— Begin Extracted text —

I don’t know if it the reason for my bug, but what is the common reason for overfitting ? Too many example that looks alike ? But I don’t see how my training data would overfits for the word “on”
You have a training accuracy of 1.00, usually a good evaluation on a test dataset or cross validation can you give you an indication whether your model is overfitting or underfitting.
Try the cross-validation evaluation on the same dataset for atleast 5 folds. You can better understand what is going wrong when you do that.
we use cross-validation as a gating to produce a good model
It seems like your model is underfitting, because the train f1 score is really high while the test f1 score is low and the gap is quite significant meaning the model was not able to generalize on new data(test data).
Did you take a look at the confusion matrix?
do you see confusion with some intents?
the case of underfitting could be lack of enough training data, since you have an average 8 examples per intent which i suppose is not the case since some intents might have larger number of examples than others. Also tensorflow classifier learns embedding from scratch, you will need atleast 10-15 examples per intents or quite a balanced one.

— End Extracted text —
— Begin Listed entries —

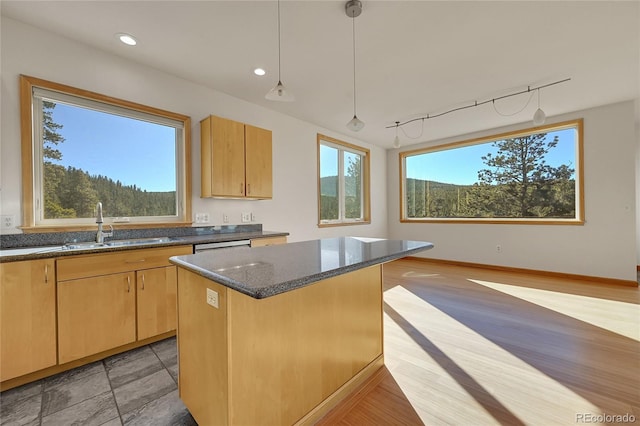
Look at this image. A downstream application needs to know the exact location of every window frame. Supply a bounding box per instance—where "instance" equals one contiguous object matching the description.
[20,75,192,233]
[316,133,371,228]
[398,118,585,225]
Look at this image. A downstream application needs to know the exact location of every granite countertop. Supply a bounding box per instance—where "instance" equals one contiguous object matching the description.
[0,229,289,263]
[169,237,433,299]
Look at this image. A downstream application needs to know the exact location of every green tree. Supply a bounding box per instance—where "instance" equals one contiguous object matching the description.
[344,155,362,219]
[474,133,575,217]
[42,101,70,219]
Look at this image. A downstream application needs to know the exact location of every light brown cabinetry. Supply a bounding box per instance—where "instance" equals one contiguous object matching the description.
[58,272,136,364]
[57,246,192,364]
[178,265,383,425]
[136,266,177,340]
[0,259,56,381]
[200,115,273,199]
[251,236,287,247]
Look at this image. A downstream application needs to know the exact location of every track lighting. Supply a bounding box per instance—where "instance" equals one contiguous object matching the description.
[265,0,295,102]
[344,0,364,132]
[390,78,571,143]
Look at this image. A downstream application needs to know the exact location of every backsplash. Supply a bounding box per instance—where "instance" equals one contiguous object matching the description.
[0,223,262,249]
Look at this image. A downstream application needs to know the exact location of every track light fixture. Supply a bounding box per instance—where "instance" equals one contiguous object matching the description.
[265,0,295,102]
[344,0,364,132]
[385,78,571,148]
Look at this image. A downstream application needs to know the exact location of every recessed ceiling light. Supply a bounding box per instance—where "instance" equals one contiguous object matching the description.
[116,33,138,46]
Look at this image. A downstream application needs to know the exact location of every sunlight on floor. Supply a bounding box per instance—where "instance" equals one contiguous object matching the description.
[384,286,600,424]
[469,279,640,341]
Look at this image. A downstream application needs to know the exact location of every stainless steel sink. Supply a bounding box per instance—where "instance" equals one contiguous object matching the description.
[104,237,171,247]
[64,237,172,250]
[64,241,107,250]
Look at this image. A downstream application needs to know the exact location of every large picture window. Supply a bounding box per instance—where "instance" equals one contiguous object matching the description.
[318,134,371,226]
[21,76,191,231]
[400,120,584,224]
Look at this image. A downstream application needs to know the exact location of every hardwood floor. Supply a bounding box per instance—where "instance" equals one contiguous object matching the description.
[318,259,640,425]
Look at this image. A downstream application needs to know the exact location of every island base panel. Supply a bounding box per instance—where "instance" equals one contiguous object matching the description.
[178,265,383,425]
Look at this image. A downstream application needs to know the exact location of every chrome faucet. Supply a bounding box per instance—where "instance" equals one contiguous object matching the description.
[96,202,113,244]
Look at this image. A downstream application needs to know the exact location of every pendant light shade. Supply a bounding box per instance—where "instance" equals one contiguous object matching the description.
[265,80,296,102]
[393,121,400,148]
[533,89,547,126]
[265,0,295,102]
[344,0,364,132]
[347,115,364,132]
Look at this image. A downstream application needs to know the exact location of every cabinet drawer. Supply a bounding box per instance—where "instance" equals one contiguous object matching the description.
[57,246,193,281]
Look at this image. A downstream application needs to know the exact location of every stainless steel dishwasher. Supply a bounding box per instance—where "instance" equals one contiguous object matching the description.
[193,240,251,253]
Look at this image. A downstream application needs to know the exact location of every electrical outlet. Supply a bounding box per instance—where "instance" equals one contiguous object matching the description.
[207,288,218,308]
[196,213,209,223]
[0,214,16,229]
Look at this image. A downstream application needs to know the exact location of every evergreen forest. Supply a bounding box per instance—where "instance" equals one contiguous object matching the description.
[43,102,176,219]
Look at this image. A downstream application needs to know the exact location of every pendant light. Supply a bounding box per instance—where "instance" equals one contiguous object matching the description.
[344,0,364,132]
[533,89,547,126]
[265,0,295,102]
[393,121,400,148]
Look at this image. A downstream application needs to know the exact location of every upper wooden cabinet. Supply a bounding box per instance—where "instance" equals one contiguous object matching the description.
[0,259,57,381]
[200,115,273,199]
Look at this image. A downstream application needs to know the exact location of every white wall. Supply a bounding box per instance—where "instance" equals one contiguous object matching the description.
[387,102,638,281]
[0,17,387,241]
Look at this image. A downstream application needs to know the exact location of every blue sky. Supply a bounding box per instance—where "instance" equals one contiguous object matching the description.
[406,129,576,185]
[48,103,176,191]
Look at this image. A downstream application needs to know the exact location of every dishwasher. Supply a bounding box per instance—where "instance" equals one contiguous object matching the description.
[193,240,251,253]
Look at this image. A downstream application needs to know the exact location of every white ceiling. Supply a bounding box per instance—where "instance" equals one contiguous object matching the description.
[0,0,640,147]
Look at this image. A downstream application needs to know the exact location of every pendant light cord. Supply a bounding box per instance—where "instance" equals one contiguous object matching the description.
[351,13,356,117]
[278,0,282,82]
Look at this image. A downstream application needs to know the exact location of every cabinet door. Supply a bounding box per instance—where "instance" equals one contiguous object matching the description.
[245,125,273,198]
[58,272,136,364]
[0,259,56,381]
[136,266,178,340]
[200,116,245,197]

— End Listed entries —

→ Directives:
A - In the forum thread about model overfitting, how many folds does one reply suggest as a minimum for cross-validation?
B - List every number or numeric range that appears in the forum thread about model overfitting.
C - Write the next reply in the forum thread about model overfitting, picking up after its final message.

→ Set of answers:
A - At least 5 folds.

B - 1.00, 5, 8, 10-15

C -
If you don’t have enough examples, the spaCy model in french is not bad and contains some good amount of vectors. You could also use fastText vectors which is quite large but then you would need to convert them into spaCy model first.
If you stick to tensorflow, add some more examples and verify the confusion matrix using cross-validation. it should be okay
I’ll try the confusion matrix and come back to you.
Indeed, most of them have 10-15 examples and other 2-3 (like greet or goodbye), I’ll try to balanced them and see if it helps.
I know spacy is better for small data set, but it’s the beginning of the project and I know i’ll have more than 1000 examples in the end, but maybe I should start with spacy anyway. The problem with spacy is that I don’t know how to lower the treshold, because right know it doesn’t understand some of the sentence that are on the data set. I use the command line rasa_core.train but I got the following error : “error: unrecognized arguments: --nlu_threshold 0,3”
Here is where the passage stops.